> **Text segment**:
The co-founder of the Dominican Missionaries
of the Rosary Mother Ascención Nicol (1868-1940) will
be beatified in St Peter’s Basilica in Rome on Saturday
May 14. For the occasion Fides spoke with present Superior
general of the congregation Mother Maria Auxiliadora Hernández
Martínez. Today the congregation has 785 missionaries
working in 21 nations all over the world.
Who are the Dominican Sisters of the Rosary?
Following in the footsteps of our founder Mother Ascención
Nicol we strive to be women who respond to God’s call
with total trust and confidence in Him. Women able to contemplate
God in history and therefore open to welcome is manifestations
every day. Women of profound community spirituality, simple,
humble, able to create fraternity and make love of neighbour
the centre of their life. Women with a strong missionary spirit
able to welcome and respect different cultures of the sisters
and nations with which we share life and mission. Women who
love life in all its forms and spread joy, enthusiasm and
hope. Women who share the suffering of others and are moved
to show solidarity with a mother’s heart. Women who
opt for the poor and the excluded and are committed to proclaiming
to them the Good News of the Kingdom working with them and
for them to achieve a more worthy life. Women critical and
coherent with an attitude of continual sincere conversion.
Women who believe in people as the active protagonist of their
own liberation and therefore accompany them on the path to
the new heavens and new earth. Women able to respond to missionary
challenges at the side of the poor, even to risking our life.
The Congregation was born to evangelise the forest
peoples in Peru. How has your work among these people developed
in time?

> **Task instructions**:
a: According to the interview about the Dominican Missionaries of the Rosary, how many missionaries does the congregation have today, and in how many nations do they work?
b: Using the interview about the Dominican Missionaries of the Rosary, mark each statement yes or no, and quote the deciding words: (i) Mother Ascención Nicol is to be beatified in St Peter's Basilica. (ii) The congregation was founded to evangelize peoples in Bolivia. (iii) Mother Ascención Nicol is the present Superior general of the congregation.
c: Carry the interview about the Dominican Missionaries of the Rosary forward, starting right after its final question.

> **Source data**:
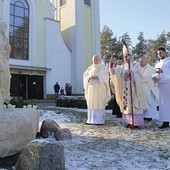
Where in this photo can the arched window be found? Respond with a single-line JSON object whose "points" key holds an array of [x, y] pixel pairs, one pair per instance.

> **Written answers**:
a: It has 785 missionaries working in 21 nations.

b:
(i) Yes: "will be beatified in St Peter’s Basilica in Rome on Saturday May 14"
(ii) No: "The Congregation was born to evangelise the forest peoples in Peru"
(iii) No: "present Superior general of the congregation Mother Maria Auxiliadora Hernández Martínez"

c:
In our missionary work among these people we work with the
Dominican Missionaries in Apostolic Vicariate of Puerto Maldonado.
The missionary identity of our Institute has always favoured
a simple insertion of the sisters among the people. We work
mainly for the promotion of women in their reality and with
respect for their traditions. Our missionary commitment developed
in the areas of health pastoral and education. Today we still
visit communities on the banks of the great rivers of this
Amazon region where we promote programmes of formation and
strive to integrate the journey of faith with human growth
in all areas. We also collaborate in Justice and Peace Commissions
and human rights activists including the Difensoria of the
People.
What are the main fields of action for your missionary
work today?
This is a permanent theme of reflection for our recent General
Chapters because we feel the need to recreate our original
Charisma at every moment in history in which we live. We are
committed to work for concrete existential inculturation among
the poorest of people in the south of the world excluded from
decisions regarding their life and destiny. In the face of
disrespect for the life and dignity of the poor, the violation
of their rights, vexation of women and the racism which exists
in our country we work to defend life, justice and peace and
human rights, those of women in particular. We are involved
in evangelisation which offers a significant contribution
towards the building up of the universal Church which gathers
and integrates all the riches and varieties of the human expressions
God has showered on the world.
In these 92 years of missionary activity what have
been the principal difficulties encountered by your Congregation
in its mission on all five continents?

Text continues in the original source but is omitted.